## Page excerpt
◆ ◆ ◆ ◆

It's great to see this effort continuing.

>> Long term goal of the series that would evolve from this discussion:
>> * Easier to implement submodule features as it can be in the same process.
>>
>> Short term goal:
>> * get rid of 'add_submodule_odb' in submodule.c
>>    When fetching or pushing we need to determine if a submodule needs processing
>>    by finding out if certain commits are present.  To do this we add the submodule
>>    objects as an alternate object database and do the processing in the same
>>    process. In case of multiple submodules, this would pollute the object store
>>    hence being slower and increasing memory usage, too.
>>
>> This patch only changes the object store code to be object oriented based
>> on the repository struct.
>>
>> To go for the short term goal we'd need to convert a few more places, mostly
>> all the construction (blob.c, tree.c, commit.c)
>>

For more API/state design purity, I wonder if there should be an 
object_store structure that is passed to each of the object store APIs 
instead of passing the repository object. The repository object could 
then contain an instance of the object_store structure.

That said, I haven't take a close look at all the code in object.c to 
see if all the data needed can be cleanly abstracted into an 
object_store structure.

One concern I have is that the global state refactoring effort will just 
result in all the global state getting moved into a single (global) 
repository object thus limiting it's usefulness.

I'd also love to see this followed up with additional patches that would 
remove the back compat macros.  Should be a relatively straight forward 
"search and replace" series of patches.  That will eliminate the code 
readability/maintenance issues that comes along with macros in addition 
to the APIs themselves.

No additional comments below...

>> This is marked RFC as I'd want to gather feedback if the approach, presented
>> in the header files is sound.
>>
>> Thanks!
>>
>> Signed-off-by: Stefan Beller <sbeller@google.com>
>> ---
>>
>>    Peff, this area of the code seems performance sensitive for a variety of
>>    use cases, specifically yours. So I cc'd you here. :)
>>
>>   object.c     | 77 +++++++++++++++++++++++++++++++++++-------------------------
>>   object.h     | 51 ++++++++++++++++++++++++++++++++--------
>>   repository.h |  6 +++++
>>   3 files changed, 92 insertions(+), 42 deletions(-)

◆ ◆ ◆ ◆

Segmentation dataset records
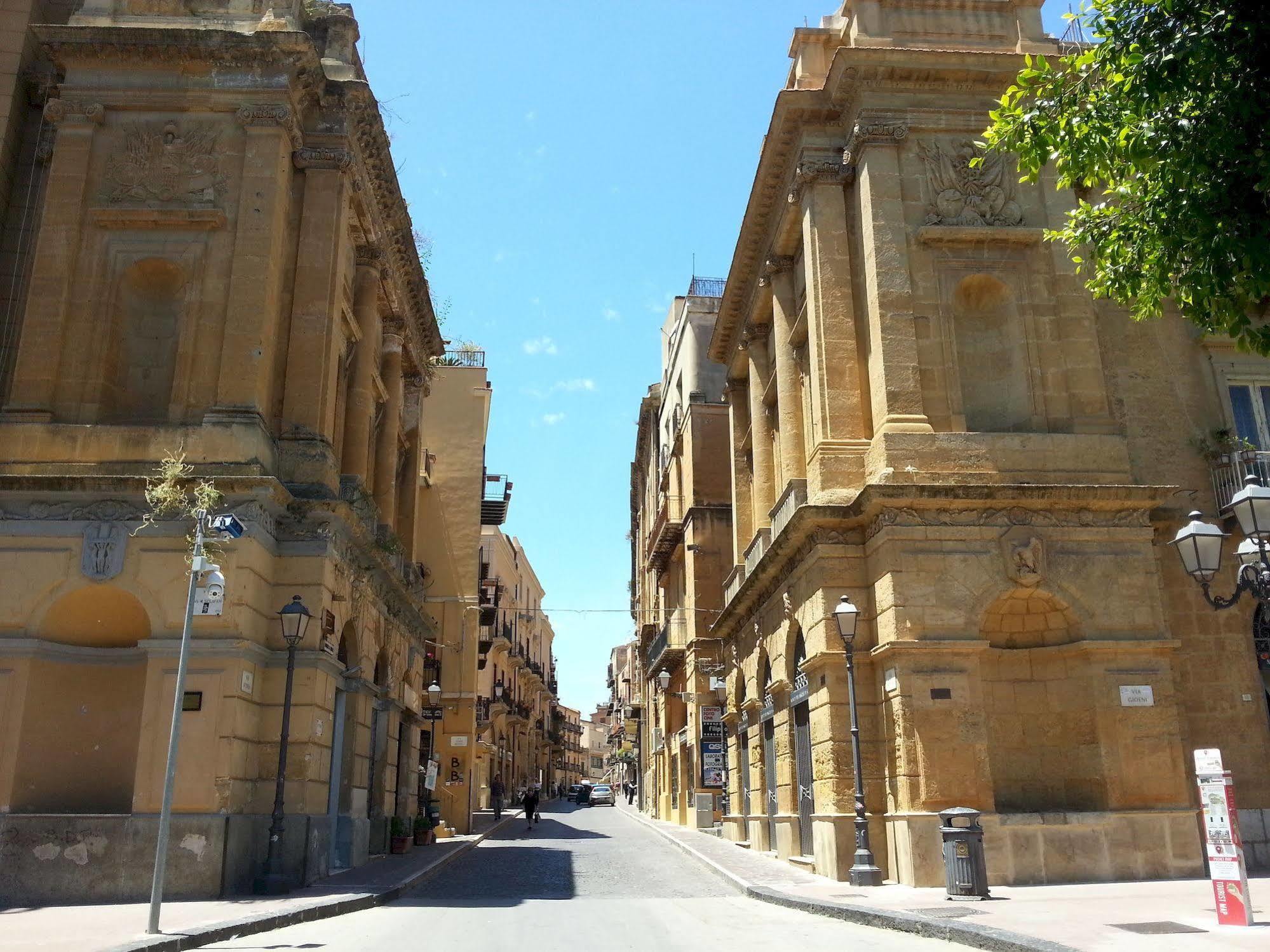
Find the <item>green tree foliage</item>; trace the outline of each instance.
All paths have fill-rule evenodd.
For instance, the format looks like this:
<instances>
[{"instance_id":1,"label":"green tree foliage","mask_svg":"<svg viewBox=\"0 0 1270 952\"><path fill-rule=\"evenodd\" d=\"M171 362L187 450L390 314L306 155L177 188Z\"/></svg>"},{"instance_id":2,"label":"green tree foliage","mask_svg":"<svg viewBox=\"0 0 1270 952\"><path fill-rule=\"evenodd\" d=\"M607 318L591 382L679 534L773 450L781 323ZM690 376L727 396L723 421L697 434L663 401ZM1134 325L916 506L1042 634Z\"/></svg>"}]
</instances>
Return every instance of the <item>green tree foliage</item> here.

◆ ◆ ◆ ◆

## Work to do
• A. Rewrite the part of the patch review message that opens with the words containing "For more API/state" and closes with "limiting it's usefulness.", putting "object_database" wherever "object_store" appears.
• B. Put every line of the segmentation dataset records into a numbered list, skipping blank lines and leaving the pictures out.
The patch review message and the segmentation dataset records have no connection to each other.

## Answers provided
• A.
For more API/state design purity, I wonder if there should be an 
object_database structure that is passed to each of the object store APIs 
instead of passing the repository object. The repository object could 
then contain an instance of the object_database structure.

That said, I haven't take a close look at all the code in object.c to 
see if all the data needed can be cleanly abstracted into an 
object_database structure.

One concern I have is that the global state refactoring effort will just 
result in all the global state getting moved into a single (global) 
repository object thus limiting it's usefulness.

• B.
1. Find the <item>green tree foliage</item>; trace the outline of each instance.
2. All paths have fill-rule evenodd.
3. For instance, the format looks like this:
4. <instances>
5. [{"instance_id":1,"label":"green tree foliage","mask_svg":"<svg viewBox=\"0 0 1270 952\"><path fill-rule=\"evenodd\" d=\"M171 362L187 450L390 314L306 155L177 188Z\"/></svg>"},{"instance_id":2,"label":"green tree foliage","mask_svg":"<svg viewBox=\"0 0 1270 952\"><path fill-rule=\"evenodd\" d=\"M607 318L591 382L679 534L773 450L781 323ZM690 376L727 396L723 421L697 434L663 401ZM1134 325L916 506L1042 634Z\"/></svg>"}]
6. </instances>
7. Return every instance of the <item>green tree foliage</item> here.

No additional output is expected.